__TASK OBJECTIVE__. Convert the lines below into a two-column CSV with the headers "text" and "answer", giving each labeling instruction its own row. Put each instruction's full wording and its answer in separate quoted fields with line breaks replaced by spaces, and leave out the pictures.

__DATA RECORDS__.
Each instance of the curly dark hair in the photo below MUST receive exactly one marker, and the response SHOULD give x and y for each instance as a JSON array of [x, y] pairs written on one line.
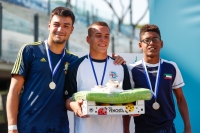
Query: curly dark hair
[[62, 11], [149, 28]]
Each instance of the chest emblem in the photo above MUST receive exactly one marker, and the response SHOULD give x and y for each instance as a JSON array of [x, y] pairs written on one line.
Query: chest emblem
[[113, 75], [43, 60], [66, 67], [168, 76]]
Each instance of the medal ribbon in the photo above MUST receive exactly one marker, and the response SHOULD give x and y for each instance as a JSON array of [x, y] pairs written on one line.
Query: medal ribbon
[[53, 71], [157, 78], [95, 72]]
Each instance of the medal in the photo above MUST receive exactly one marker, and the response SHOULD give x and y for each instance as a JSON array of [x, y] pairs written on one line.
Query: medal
[[95, 72], [52, 85], [156, 105]]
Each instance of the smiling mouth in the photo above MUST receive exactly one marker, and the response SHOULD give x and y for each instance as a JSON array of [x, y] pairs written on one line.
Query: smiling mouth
[[151, 48]]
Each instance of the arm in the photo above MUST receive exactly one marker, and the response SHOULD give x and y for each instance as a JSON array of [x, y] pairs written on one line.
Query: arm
[[183, 109], [126, 123], [12, 104]]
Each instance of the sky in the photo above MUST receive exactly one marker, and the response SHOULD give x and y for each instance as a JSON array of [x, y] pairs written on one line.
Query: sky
[[139, 7]]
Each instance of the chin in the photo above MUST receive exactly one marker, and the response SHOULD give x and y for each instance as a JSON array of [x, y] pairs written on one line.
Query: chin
[[58, 41]]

__RESULT__.
text,answer
"Each instance of the curly dark hair in the photo below MUST receive exactly one marker, and the response SHOULD give x and y for each instance as a JSON array of [x, y] pairs written on one line. Query: curly dark hair","[[62, 11], [149, 28]]"
"Each instance of the chest emblem in the photo above MUST receive exactly one marker, and the response SHOULD give x and y for each instance as a JSON array of [x, y] pairs written on one line. Query: chest emblem","[[113, 75], [43, 60], [66, 67], [168, 76]]"
"Each instance of the medal ribbon in the photo above MUST receive exactly one marker, and the response SHOULD give x and y for each instance as a JSON array of [x, y] pairs written on one line. Query: medal ribbon","[[53, 71], [157, 78], [95, 72]]"
"Each instance of the medal in the photo above MUST receive exactly one marker, and the response SHOULD give x and y for each instance as a JSON array of [x, y] pairs written on one line. Query: medal","[[95, 72], [52, 85], [156, 105]]"
"Each instance of the smiling mouth in the photo above MUST receive exactly one marker, and the response SHOULD give x and y for each instance as a JSON array of [x, y] pairs written on one line. Query: smiling mouth","[[151, 48]]"
"Each instance of the arm in the photo above MUST receive exactly one marker, and the response SHOULD give x and y for each instance as a JSON array of [x, y] pairs written on one line. Query: arm","[[183, 109], [126, 123], [12, 104]]"
"Each instance of the sky in the photo above MUST receive exactly one marker, and the response SHOULD give x and y for each instance as a JSON array of [x, y] pairs written on one line. Query: sky","[[139, 7]]"
"Each instance of the chin in the photo above MUST receive exactly one marker, and the response SHOULD give x and y for each instance as a JSON array of [x, y] pairs written on one line. Query: chin","[[58, 41]]"